ACTIVITY
Everything from the line that holds "Every instance of the building entrance" to the end of the entries below should be printed again, word for word, and nothing more.

STORED DATA
--- START ---

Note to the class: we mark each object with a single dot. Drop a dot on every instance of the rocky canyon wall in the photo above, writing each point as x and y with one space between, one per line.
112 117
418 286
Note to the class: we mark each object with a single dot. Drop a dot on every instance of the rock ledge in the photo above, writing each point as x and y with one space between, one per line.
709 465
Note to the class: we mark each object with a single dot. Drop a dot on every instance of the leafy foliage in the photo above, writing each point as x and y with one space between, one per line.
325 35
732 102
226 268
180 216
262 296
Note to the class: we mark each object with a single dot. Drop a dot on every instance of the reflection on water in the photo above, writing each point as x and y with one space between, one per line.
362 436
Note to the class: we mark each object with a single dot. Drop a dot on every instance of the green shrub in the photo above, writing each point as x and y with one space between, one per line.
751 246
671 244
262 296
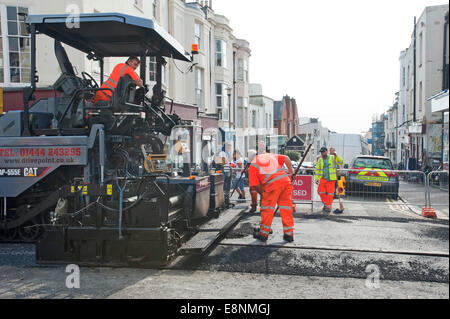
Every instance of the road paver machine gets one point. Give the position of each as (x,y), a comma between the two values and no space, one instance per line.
(91,181)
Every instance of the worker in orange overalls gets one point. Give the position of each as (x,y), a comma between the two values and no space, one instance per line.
(267,174)
(253,189)
(120,70)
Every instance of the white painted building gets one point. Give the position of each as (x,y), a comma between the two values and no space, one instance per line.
(208,85)
(424,81)
(260,115)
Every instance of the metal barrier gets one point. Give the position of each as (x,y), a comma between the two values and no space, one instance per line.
(412,189)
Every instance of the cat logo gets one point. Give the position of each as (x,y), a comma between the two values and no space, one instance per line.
(30,172)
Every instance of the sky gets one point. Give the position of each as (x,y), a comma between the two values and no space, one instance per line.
(338,59)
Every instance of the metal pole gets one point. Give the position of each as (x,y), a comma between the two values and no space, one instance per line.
(415,71)
(4,208)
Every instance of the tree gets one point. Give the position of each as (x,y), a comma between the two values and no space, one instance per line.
(294,156)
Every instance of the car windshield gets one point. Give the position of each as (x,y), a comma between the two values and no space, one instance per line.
(372,163)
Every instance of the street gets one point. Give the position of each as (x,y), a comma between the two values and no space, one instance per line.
(333,256)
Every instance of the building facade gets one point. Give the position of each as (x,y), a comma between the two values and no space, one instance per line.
(422,76)
(260,115)
(378,135)
(286,119)
(311,131)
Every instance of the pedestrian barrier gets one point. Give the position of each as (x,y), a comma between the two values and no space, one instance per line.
(415,190)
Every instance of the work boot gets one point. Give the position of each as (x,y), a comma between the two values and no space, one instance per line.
(256,231)
(260,237)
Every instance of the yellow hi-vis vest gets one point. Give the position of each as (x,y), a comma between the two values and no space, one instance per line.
(332,161)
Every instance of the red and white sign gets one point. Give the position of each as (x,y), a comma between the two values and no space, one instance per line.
(303,188)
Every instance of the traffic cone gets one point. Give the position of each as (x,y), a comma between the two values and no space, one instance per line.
(428,212)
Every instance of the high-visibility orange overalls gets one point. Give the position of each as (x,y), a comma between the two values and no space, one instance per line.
(119,71)
(267,169)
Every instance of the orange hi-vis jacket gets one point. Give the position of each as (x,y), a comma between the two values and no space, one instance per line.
(119,71)
(267,169)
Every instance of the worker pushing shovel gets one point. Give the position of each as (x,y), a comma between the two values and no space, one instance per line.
(267,173)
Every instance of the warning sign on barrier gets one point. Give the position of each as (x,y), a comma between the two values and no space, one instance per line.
(303,188)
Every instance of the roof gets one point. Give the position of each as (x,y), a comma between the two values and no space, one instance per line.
(110,35)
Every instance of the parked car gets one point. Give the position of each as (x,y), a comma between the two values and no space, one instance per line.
(372,174)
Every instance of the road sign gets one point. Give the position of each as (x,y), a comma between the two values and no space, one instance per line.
(303,188)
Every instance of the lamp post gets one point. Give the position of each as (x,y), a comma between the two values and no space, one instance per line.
(229,90)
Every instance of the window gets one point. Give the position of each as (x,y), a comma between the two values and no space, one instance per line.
(408,79)
(240,69)
(155,8)
(222,102)
(198,35)
(139,4)
(420,96)
(420,49)
(15,57)
(221,53)
(152,69)
(240,117)
(199,89)
(243,70)
(246,70)
(403,77)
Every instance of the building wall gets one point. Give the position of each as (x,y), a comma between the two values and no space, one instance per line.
(288,123)
(429,67)
(262,107)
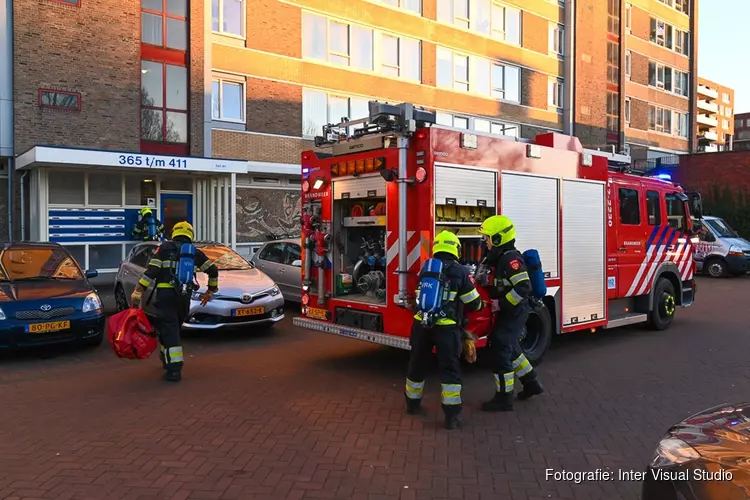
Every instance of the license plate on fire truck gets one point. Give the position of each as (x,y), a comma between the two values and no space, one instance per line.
(248,311)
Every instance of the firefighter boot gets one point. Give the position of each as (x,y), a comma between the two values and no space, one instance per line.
(501,401)
(414,406)
(531,387)
(452,417)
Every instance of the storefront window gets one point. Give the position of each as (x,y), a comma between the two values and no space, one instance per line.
(105,189)
(105,256)
(66,188)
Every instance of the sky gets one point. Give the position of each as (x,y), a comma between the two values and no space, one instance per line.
(719,59)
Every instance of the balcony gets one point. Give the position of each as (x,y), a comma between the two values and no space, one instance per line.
(709,135)
(711,107)
(707,120)
(708,92)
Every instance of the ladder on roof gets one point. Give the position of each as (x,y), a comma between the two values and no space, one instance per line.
(401,119)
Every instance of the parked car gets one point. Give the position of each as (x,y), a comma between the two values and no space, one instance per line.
(247,296)
(45,297)
(280,259)
(704,457)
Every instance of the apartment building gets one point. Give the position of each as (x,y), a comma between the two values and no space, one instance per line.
(741,139)
(656,83)
(714,123)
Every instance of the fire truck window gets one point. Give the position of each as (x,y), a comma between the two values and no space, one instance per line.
(630,208)
(676,213)
(654,208)
(273,252)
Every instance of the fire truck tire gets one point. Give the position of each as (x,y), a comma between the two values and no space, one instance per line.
(537,335)
(716,267)
(663,312)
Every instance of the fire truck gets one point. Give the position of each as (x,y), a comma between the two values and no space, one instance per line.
(616,247)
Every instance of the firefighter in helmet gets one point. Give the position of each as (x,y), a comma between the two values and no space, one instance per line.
(511,289)
(172,297)
(445,335)
(148,228)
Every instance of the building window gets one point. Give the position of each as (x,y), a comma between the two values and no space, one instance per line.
(227,17)
(412,5)
(227,100)
(164,102)
(400,57)
(555,93)
(164,23)
(556,39)
(613,62)
(628,63)
(613,112)
(627,110)
(320,108)
(59,99)
(659,119)
(613,16)
(506,24)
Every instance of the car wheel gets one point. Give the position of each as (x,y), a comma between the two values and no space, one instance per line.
(716,268)
(121,301)
(537,334)
(665,305)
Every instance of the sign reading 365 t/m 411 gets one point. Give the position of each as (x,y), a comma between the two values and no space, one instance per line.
(152,161)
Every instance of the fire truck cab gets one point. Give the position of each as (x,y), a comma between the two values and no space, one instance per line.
(616,248)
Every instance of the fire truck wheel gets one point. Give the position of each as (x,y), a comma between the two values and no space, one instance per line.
(537,336)
(716,268)
(664,309)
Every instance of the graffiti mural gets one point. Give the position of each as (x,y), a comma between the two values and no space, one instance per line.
(267,214)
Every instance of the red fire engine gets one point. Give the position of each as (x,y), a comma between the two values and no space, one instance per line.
(616,248)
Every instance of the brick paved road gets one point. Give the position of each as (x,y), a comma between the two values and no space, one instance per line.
(292,414)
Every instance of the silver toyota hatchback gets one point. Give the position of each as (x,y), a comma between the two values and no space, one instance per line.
(247,296)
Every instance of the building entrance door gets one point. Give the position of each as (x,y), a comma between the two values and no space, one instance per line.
(175,208)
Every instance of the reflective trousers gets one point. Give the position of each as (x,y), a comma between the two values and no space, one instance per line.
(448,344)
(508,360)
(170,310)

--- END ---

SOLUTION BELOW
Every instance of the building entrance door gets one point. Give the position of each as (x,y), a comma between the two values and no space, one instance per line.
(175,208)
Every instance of the reflective trousers gets one point. Give the position of each as (x,y), a comma between the two values and no space, one instance per line.
(448,344)
(508,360)
(170,310)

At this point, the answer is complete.